TASK INSTRUCTIONS
Render the entries from the start through the line containing "point(193, 107)" as a two-column CSV with columns input and output. Each entry gets one row, with its text under input and its answer under output, every field quoted and line breaks replaced by spaces. Leave the pictures out.
[begin LISTED RECORDS]
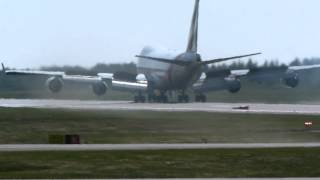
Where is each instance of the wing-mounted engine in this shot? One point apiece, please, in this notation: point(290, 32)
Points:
point(291, 79)
point(54, 84)
point(219, 81)
point(99, 88)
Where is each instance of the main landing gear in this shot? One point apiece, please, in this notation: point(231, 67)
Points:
point(140, 98)
point(200, 98)
point(183, 98)
point(163, 98)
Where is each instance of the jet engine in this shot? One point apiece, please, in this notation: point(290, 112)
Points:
point(233, 85)
point(54, 84)
point(291, 79)
point(99, 88)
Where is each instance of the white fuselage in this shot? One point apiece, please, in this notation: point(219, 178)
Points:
point(164, 76)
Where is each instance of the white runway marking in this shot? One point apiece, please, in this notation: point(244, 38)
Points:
point(133, 147)
point(193, 107)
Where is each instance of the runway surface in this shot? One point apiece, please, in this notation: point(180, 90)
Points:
point(125, 105)
point(133, 147)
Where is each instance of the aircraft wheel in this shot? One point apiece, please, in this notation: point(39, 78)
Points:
point(142, 99)
point(180, 98)
point(203, 98)
point(164, 99)
point(139, 99)
point(136, 99)
point(186, 98)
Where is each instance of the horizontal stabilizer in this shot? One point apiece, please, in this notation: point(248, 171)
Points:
point(227, 59)
point(168, 61)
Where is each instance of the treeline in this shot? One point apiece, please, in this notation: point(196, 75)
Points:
point(132, 69)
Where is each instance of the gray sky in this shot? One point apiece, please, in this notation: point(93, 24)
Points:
point(83, 32)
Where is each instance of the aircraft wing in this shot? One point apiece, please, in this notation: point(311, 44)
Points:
point(230, 79)
point(100, 83)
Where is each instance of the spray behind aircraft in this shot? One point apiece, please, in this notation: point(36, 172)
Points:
point(162, 72)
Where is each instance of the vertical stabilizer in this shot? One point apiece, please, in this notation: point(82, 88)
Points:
point(193, 34)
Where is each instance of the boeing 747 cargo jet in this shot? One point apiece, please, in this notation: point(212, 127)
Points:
point(161, 72)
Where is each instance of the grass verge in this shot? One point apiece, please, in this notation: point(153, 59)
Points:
point(162, 164)
point(32, 126)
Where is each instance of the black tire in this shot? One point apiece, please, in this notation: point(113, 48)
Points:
point(136, 99)
point(142, 99)
point(204, 98)
point(186, 99)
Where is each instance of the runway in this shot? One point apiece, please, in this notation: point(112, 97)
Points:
point(135, 147)
point(192, 107)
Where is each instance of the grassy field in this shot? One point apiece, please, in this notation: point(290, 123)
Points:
point(34, 125)
point(162, 164)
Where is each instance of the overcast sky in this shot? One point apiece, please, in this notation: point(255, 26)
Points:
point(34, 33)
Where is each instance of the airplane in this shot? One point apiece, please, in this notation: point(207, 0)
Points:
point(162, 72)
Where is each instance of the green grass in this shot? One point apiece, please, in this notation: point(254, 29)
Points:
point(163, 164)
point(34, 126)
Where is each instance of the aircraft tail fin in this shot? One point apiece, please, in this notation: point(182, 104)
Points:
point(193, 34)
point(3, 69)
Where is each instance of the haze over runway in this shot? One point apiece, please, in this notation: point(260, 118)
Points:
point(191, 107)
point(135, 147)
point(34, 33)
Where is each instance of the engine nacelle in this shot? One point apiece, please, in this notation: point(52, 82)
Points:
point(54, 84)
point(100, 88)
point(233, 85)
point(291, 79)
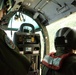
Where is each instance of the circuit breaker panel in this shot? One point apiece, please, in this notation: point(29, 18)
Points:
point(30, 45)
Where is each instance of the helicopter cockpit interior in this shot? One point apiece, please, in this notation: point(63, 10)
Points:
point(31, 24)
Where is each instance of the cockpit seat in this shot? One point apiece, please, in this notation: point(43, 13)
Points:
point(11, 61)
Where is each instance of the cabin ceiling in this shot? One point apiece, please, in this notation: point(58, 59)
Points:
point(52, 9)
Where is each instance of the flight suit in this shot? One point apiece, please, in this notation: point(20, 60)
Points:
point(11, 61)
point(67, 65)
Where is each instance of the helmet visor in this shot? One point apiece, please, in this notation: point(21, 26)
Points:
point(6, 4)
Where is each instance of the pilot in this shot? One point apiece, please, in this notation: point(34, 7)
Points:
point(11, 61)
point(63, 61)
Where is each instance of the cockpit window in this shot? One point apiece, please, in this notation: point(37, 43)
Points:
point(20, 18)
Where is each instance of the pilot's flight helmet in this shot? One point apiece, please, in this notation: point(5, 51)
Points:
point(6, 5)
point(65, 38)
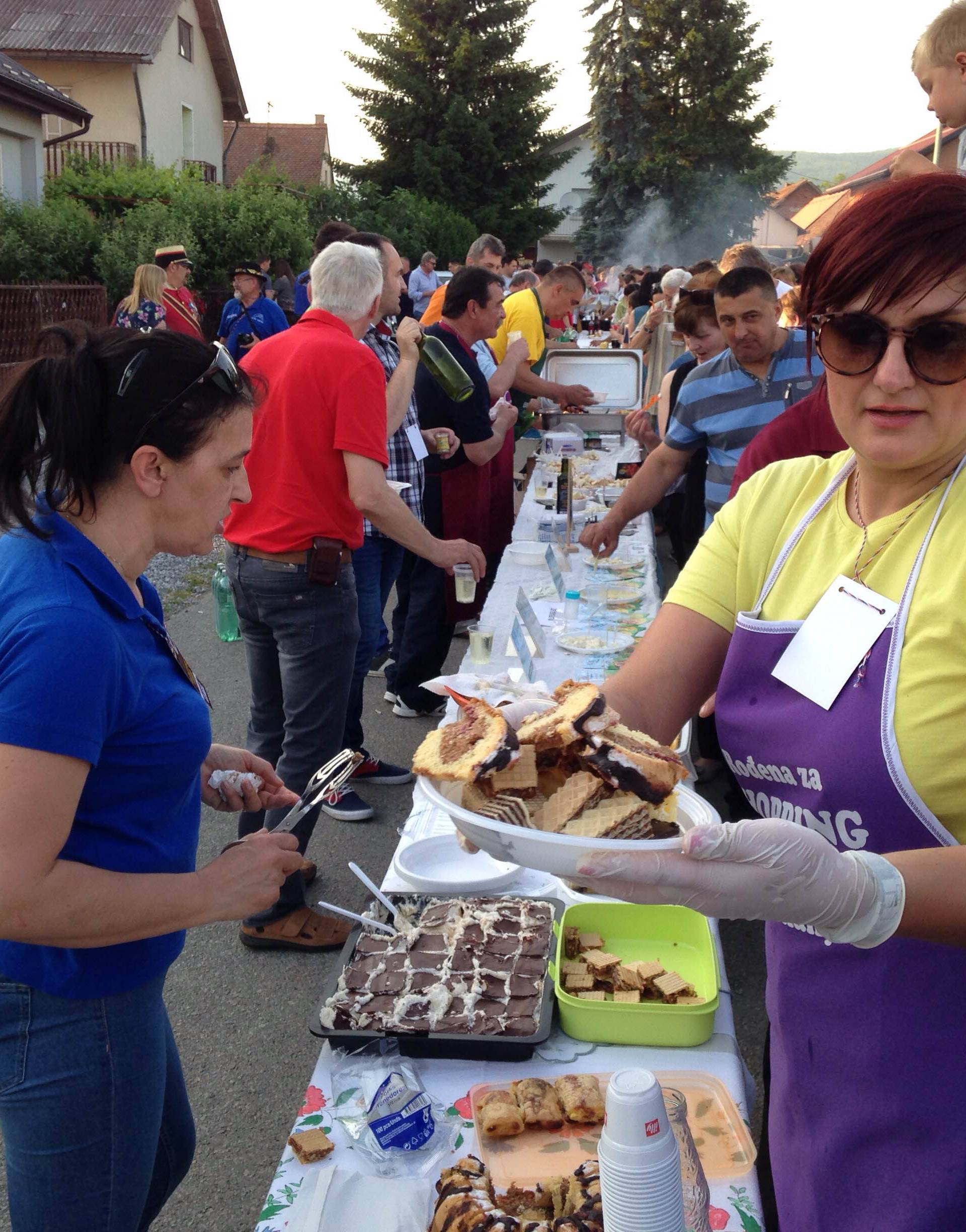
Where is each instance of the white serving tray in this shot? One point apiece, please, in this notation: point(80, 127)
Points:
point(619, 375)
point(560, 854)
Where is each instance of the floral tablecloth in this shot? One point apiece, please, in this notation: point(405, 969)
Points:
point(736, 1204)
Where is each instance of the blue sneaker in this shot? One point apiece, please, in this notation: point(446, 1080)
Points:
point(344, 805)
point(375, 771)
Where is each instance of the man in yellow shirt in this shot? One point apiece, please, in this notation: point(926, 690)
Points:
point(486, 251)
point(526, 311)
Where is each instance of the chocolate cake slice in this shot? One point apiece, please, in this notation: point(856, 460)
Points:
point(632, 762)
point(476, 746)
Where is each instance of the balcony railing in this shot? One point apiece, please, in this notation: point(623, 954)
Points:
point(110, 153)
point(569, 227)
point(209, 171)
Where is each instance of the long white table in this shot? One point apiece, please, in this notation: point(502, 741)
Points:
point(736, 1204)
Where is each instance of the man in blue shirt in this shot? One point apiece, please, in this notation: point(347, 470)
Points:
point(723, 403)
point(423, 281)
point(251, 316)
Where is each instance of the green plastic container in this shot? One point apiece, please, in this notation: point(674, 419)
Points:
point(678, 938)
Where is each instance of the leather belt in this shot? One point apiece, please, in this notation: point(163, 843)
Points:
point(287, 557)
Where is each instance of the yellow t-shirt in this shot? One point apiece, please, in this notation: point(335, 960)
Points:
point(730, 566)
point(525, 316)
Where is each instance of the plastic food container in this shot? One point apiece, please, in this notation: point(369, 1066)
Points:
point(528, 552)
point(722, 1139)
point(678, 938)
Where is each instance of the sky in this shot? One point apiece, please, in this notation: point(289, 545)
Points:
point(841, 78)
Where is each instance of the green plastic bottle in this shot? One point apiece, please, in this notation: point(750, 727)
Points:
point(445, 369)
point(226, 618)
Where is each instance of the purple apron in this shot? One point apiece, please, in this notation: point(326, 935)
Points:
point(868, 1103)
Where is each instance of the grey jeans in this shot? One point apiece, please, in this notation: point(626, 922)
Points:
point(300, 644)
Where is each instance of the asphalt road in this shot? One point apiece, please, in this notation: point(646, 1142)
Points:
point(242, 1017)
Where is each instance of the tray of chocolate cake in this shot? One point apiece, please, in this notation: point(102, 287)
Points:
point(462, 977)
point(571, 782)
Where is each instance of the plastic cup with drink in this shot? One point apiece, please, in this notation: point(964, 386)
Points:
point(466, 584)
point(481, 644)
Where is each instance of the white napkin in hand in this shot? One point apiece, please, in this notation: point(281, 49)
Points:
point(390, 1204)
point(493, 690)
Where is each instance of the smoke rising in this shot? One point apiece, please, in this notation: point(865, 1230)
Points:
point(661, 237)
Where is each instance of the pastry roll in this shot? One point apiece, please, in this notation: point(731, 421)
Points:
point(539, 1103)
point(581, 1098)
point(500, 1114)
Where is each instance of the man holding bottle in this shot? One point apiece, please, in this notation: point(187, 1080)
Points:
point(379, 561)
point(459, 490)
point(317, 468)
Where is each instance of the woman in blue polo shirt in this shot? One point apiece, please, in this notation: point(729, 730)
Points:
point(121, 446)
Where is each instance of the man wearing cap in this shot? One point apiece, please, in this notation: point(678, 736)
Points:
point(183, 314)
point(251, 316)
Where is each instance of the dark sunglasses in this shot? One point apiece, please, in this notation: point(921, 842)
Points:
point(222, 371)
point(853, 343)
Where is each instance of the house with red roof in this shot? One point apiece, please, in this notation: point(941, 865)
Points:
[end LISTED RECORDS]
TASK OUTPUT
input,output
"Where is each instance of the wing-mounted engine in this shot? One point apiece, please, in this notation: point(290, 32) Points:","point(291, 79) point(54, 84) point(219, 81) point(99, 88)"
"Where is each instance of the main landing gear in this shot? One point apiece, please, in this notation: point(231, 67) Points:","point(140, 98) point(200, 98) point(183, 98) point(163, 98)"
"Where is each instance of the jet engine in this shot? One point apiece, please, in this notation: point(290, 112) Points:","point(233, 85) point(54, 84) point(291, 79) point(99, 88)"
"Where is each instance of the white fuselage in this shot? One point apiece, please, in this notation: point(219, 178) Points:","point(164, 76)"
"Where is each instance of the white runway marking in this shot? One point apiece, please, in this notation: point(244, 38) Points:","point(133, 147) point(193, 107)"